_EXTRAIT DU TEXTE_
==========
Désormais, il existe une dérogation à l'interdiction de la mise à disposition, qui est soumise à moins de règles de procédure que les exceptions classiques.
Entre le 1er avril et le 30 juin 2020, un employeur peut, en plus de son (ses) activité(s) normale(s), mettre à disposition ses travailleurs permanents auprès d'un utilisateur qui appartient aux secteurs critiques afin de pouvoir faire face aux conséquences de l'épidémie de COVID-19 dans l'entreprise de l'utilisateur, à condition que ces travailleurs permanents aient déjà été engagés par l'employeur avant le 10 avril 2020.
Les conditions et la durée de la mise à disposition doivent être constatées par un écrit signé par l'employeur, l'utilisateur et le travailleur avant le début de la mise à disposition.
Le travailleur reste lié à son employeur par le biais de son contrat de travail, mais l'utilisateur devient solidairement responsable du paiement des cotisations sociales, des salaires, des allocations et des prestations qui en découlent. Bien entendu, le salaire ne peut être inférieur au salaire perçu par un travailleur exerçant la même fonction dans l'entreprise de l'utilisateur.
==========
_À FAIRE_
1. Dans le texte sur la mise à disposition de travailleurs, résumez sous forme de liste le paragraphe commençant par « Le travailleur reste lié à son employeur » en conservant ses faits principaux.
2. Poursuivez le texte sur la mise à disposition de travailleurs à partir de sa dernière phrase.

_EXTRAIT DU LISTING_
==========
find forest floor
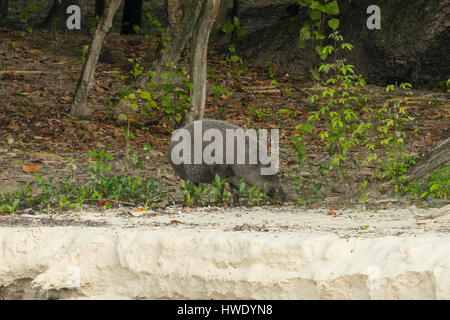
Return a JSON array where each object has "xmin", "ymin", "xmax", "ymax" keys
[{"xmin": 0, "ymin": 29, "xmax": 450, "ymax": 210}]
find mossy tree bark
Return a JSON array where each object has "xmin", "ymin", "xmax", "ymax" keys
[
  {"xmin": 237, "ymin": 0, "xmax": 450, "ymax": 85},
  {"xmin": 187, "ymin": 0, "xmax": 220, "ymax": 122},
  {"xmin": 121, "ymin": 0, "xmax": 143, "ymax": 34},
  {"xmin": 407, "ymin": 138, "xmax": 450, "ymax": 182},
  {"xmin": 71, "ymin": 0, "xmax": 122, "ymax": 118},
  {"xmin": 0, "ymin": 0, "xmax": 9, "ymax": 19}
]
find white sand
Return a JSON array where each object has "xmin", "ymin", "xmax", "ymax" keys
[{"xmin": 0, "ymin": 208, "xmax": 450, "ymax": 299}]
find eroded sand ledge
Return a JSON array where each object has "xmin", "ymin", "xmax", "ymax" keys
[{"xmin": 0, "ymin": 209, "xmax": 450, "ymax": 299}]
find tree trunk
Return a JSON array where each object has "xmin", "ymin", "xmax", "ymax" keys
[
  {"xmin": 40, "ymin": 0, "xmax": 80, "ymax": 29},
  {"xmin": 237, "ymin": 0, "xmax": 450, "ymax": 86},
  {"xmin": 71, "ymin": 0, "xmax": 122, "ymax": 118},
  {"xmin": 134, "ymin": 0, "xmax": 205, "ymax": 87},
  {"xmin": 95, "ymin": 0, "xmax": 105, "ymax": 17},
  {"xmin": 0, "ymin": 0, "xmax": 9, "ymax": 19},
  {"xmin": 187, "ymin": 0, "xmax": 220, "ymax": 123},
  {"xmin": 407, "ymin": 138, "xmax": 450, "ymax": 183},
  {"xmin": 121, "ymin": 0, "xmax": 142, "ymax": 34}
]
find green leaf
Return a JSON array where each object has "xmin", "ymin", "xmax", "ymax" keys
[
  {"xmin": 222, "ymin": 23, "xmax": 235, "ymax": 33},
  {"xmin": 328, "ymin": 18, "xmax": 339, "ymax": 30},
  {"xmin": 309, "ymin": 10, "xmax": 322, "ymax": 20},
  {"xmin": 160, "ymin": 71, "xmax": 171, "ymax": 81},
  {"xmin": 325, "ymin": 0, "xmax": 339, "ymax": 15},
  {"xmin": 161, "ymin": 96, "xmax": 172, "ymax": 108},
  {"xmin": 297, "ymin": 40, "xmax": 306, "ymax": 49},
  {"xmin": 314, "ymin": 31, "xmax": 325, "ymax": 40}
]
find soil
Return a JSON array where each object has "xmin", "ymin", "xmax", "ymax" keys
[{"xmin": 0, "ymin": 1, "xmax": 450, "ymax": 210}]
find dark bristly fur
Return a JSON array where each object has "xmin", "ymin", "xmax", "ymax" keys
[{"xmin": 168, "ymin": 119, "xmax": 286, "ymax": 201}]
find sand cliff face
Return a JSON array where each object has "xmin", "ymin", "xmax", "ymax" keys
[{"xmin": 0, "ymin": 209, "xmax": 450, "ymax": 299}]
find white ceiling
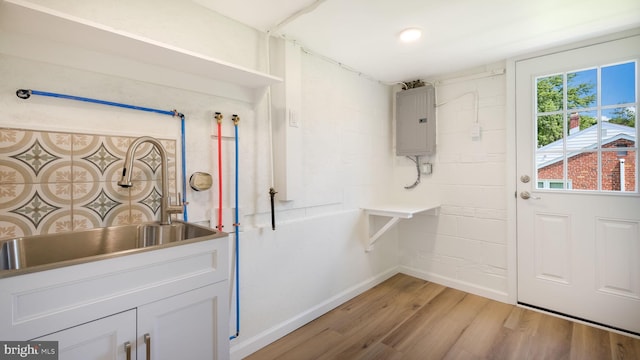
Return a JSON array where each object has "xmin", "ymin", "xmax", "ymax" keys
[{"xmin": 193, "ymin": 0, "xmax": 640, "ymax": 82}]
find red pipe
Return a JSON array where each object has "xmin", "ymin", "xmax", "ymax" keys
[{"xmin": 215, "ymin": 112, "xmax": 222, "ymax": 231}]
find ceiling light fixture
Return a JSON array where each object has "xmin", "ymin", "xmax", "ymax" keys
[{"xmin": 399, "ymin": 28, "xmax": 422, "ymax": 42}]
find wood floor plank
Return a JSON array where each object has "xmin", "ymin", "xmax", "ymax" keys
[
  {"xmin": 570, "ymin": 323, "xmax": 611, "ymax": 360},
  {"xmin": 250, "ymin": 329, "xmax": 342, "ymax": 360},
  {"xmin": 480, "ymin": 306, "xmax": 543, "ymax": 359},
  {"xmin": 396, "ymin": 294, "xmax": 489, "ymax": 359},
  {"xmin": 609, "ymin": 332, "xmax": 640, "ymax": 360},
  {"xmin": 446, "ymin": 301, "xmax": 514, "ymax": 359},
  {"xmin": 320, "ymin": 282, "xmax": 444, "ymax": 359},
  {"xmin": 247, "ymin": 274, "xmax": 640, "ymax": 360},
  {"xmin": 529, "ymin": 316, "xmax": 573, "ymax": 360},
  {"xmin": 382, "ymin": 288, "xmax": 466, "ymax": 352}
]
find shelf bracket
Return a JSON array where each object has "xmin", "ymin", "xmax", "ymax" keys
[
  {"xmin": 365, "ymin": 217, "xmax": 400, "ymax": 252},
  {"xmin": 363, "ymin": 205, "xmax": 440, "ymax": 252}
]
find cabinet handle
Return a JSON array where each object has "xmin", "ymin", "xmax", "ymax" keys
[
  {"xmin": 124, "ymin": 341, "xmax": 131, "ymax": 360},
  {"xmin": 144, "ymin": 334, "xmax": 151, "ymax": 360}
]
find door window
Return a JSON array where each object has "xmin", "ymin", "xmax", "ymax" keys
[{"xmin": 534, "ymin": 61, "xmax": 638, "ymax": 193}]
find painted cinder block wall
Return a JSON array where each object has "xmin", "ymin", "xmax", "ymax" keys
[
  {"xmin": 394, "ymin": 71, "xmax": 515, "ymax": 302},
  {"xmin": 0, "ymin": 0, "xmax": 398, "ymax": 358}
]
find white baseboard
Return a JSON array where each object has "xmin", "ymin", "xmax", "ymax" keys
[
  {"xmin": 398, "ymin": 266, "xmax": 514, "ymax": 304},
  {"xmin": 231, "ymin": 267, "xmax": 400, "ymax": 360}
]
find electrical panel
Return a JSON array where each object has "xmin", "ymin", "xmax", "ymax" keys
[{"xmin": 396, "ymin": 85, "xmax": 436, "ymax": 156}]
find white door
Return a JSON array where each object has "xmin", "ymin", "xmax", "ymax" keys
[
  {"xmin": 32, "ymin": 310, "xmax": 136, "ymax": 360},
  {"xmin": 516, "ymin": 32, "xmax": 640, "ymax": 333}
]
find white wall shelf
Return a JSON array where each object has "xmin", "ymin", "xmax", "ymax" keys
[
  {"xmin": 363, "ymin": 204, "xmax": 440, "ymax": 252},
  {"xmin": 0, "ymin": 0, "xmax": 281, "ymax": 102}
]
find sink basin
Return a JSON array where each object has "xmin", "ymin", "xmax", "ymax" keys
[{"xmin": 0, "ymin": 220, "xmax": 227, "ymax": 277}]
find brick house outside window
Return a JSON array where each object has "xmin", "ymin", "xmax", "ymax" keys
[{"xmin": 536, "ymin": 119, "xmax": 637, "ymax": 191}]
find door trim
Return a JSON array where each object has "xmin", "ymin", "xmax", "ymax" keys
[{"xmin": 505, "ymin": 27, "xmax": 640, "ymax": 306}]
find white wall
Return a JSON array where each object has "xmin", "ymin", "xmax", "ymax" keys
[
  {"xmin": 0, "ymin": 0, "xmax": 399, "ymax": 358},
  {"xmin": 394, "ymin": 64, "xmax": 515, "ymax": 301}
]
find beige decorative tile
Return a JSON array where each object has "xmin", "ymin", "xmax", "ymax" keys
[{"xmin": 0, "ymin": 128, "xmax": 177, "ymax": 237}]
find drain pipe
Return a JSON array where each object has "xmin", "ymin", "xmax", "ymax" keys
[
  {"xmin": 214, "ymin": 112, "xmax": 223, "ymax": 231},
  {"xmin": 16, "ymin": 89, "xmax": 189, "ymax": 221},
  {"xmin": 229, "ymin": 114, "xmax": 240, "ymax": 340}
]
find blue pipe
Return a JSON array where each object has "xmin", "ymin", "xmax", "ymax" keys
[
  {"xmin": 180, "ymin": 114, "xmax": 189, "ymax": 221},
  {"xmin": 16, "ymin": 89, "xmax": 177, "ymax": 116},
  {"xmin": 16, "ymin": 89, "xmax": 188, "ymax": 221},
  {"xmin": 229, "ymin": 114, "xmax": 240, "ymax": 340}
]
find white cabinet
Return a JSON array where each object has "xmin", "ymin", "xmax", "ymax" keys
[
  {"xmin": 33, "ymin": 281, "xmax": 229, "ymax": 360},
  {"xmin": 33, "ymin": 309, "xmax": 136, "ymax": 360},
  {"xmin": 137, "ymin": 281, "xmax": 229, "ymax": 360},
  {"xmin": 0, "ymin": 237, "xmax": 229, "ymax": 360}
]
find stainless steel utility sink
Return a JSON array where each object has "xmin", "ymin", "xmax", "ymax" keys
[{"xmin": 0, "ymin": 220, "xmax": 227, "ymax": 277}]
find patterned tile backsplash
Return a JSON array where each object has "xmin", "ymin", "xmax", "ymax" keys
[{"xmin": 0, "ymin": 128, "xmax": 176, "ymax": 239}]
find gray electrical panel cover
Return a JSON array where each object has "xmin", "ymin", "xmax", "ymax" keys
[{"xmin": 396, "ymin": 85, "xmax": 436, "ymax": 156}]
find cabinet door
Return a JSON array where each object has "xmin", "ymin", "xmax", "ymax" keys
[
  {"xmin": 138, "ymin": 281, "xmax": 229, "ymax": 360},
  {"xmin": 33, "ymin": 309, "xmax": 136, "ymax": 360}
]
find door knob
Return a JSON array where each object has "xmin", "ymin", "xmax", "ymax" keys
[{"xmin": 520, "ymin": 191, "xmax": 540, "ymax": 200}]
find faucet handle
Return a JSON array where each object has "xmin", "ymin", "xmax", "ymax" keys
[{"xmin": 167, "ymin": 193, "xmax": 185, "ymax": 214}]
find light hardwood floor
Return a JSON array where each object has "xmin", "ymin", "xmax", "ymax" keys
[{"xmin": 246, "ymin": 274, "xmax": 640, "ymax": 360}]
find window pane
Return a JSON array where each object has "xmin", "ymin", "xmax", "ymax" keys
[
  {"xmin": 602, "ymin": 150, "xmax": 636, "ymax": 191},
  {"xmin": 567, "ymin": 69, "xmax": 598, "ymax": 109},
  {"xmin": 536, "ymin": 75, "xmax": 564, "ymax": 113},
  {"xmin": 567, "ymin": 111, "xmax": 598, "ymax": 151},
  {"xmin": 567, "ymin": 151, "xmax": 598, "ymax": 190},
  {"xmin": 602, "ymin": 62, "xmax": 636, "ymax": 106},
  {"xmin": 536, "ymin": 152, "xmax": 564, "ymax": 189},
  {"xmin": 537, "ymin": 114, "xmax": 562, "ymax": 147},
  {"xmin": 602, "ymin": 106, "xmax": 638, "ymax": 128}
]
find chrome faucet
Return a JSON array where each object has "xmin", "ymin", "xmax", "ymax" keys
[{"xmin": 118, "ymin": 136, "xmax": 183, "ymax": 225}]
==========
_CORRIGÉ_
1.
- Le travailleur reste lié à son employeur par son contrat de travail.
- L'utilisateur devient solidairement responsable du paiement des cotisations sociales, des salaires, des allocations et des prestations qui en découlent.
- Le salaire ne peut pas être inférieur à celui d'un travailleur exerçant la même fonction dans l'entreprise de l'utilisateur.

2.
Pendant la période où le travailleur est mis à sa disposition, l'utilisateur est responsable de l'application, entre autres, des dispositions concernant la lutte contre la discrimination, le temps de travail, les jours fériés, le repos dominical et le bien-être au travail.
4. Les étudiants peuvent bénéficier d’une neutralisation de leurs heures de travail au cours du deuxième trimestre 2020. Pour les étudiants, un quota de 475 heures par an s'applique. En ne comptabilisant pas les heures de travail du deuxième trimestre 2020, les étudiants peuvent être plus facilement employés dans des secteurs critiques.
5. Les demandeurs d’asile ont, sous certaines conditions, accès au marché du travail s’ils ont introduit une demande au CGRA (Commissariat général aux Réfugiés et aux Apatrides) au plus tard le 18 mars 2020. Ils auront la possibilité de travailler pendant la procédure de candidature. Ce faisant, le gouvernement espère compenser le manque de main-d'œuvre, principalement de travailleurs saisonniers. Toutefois, l'employeur doit être responsable de l'accueil du demandeur d'asile.
6. Dans les entreprises appartenant aux secteurs vitaux, une interruption de carrière ou un crédit-temps en cours peut être temporairement suspendu d'un commun accord entre le travailleur et l'employeur. Le travailleur doit en informer l'ONEM par écrit (éventuellement au moyen d'un formulaire type prévu par l'ONEM). Pendant la période de suspension, il n'y a pas de droit aux allocations. Après la suspension, l'interruption de carrière initiale se poursuit pour la période restante et dans les mêmes conditions.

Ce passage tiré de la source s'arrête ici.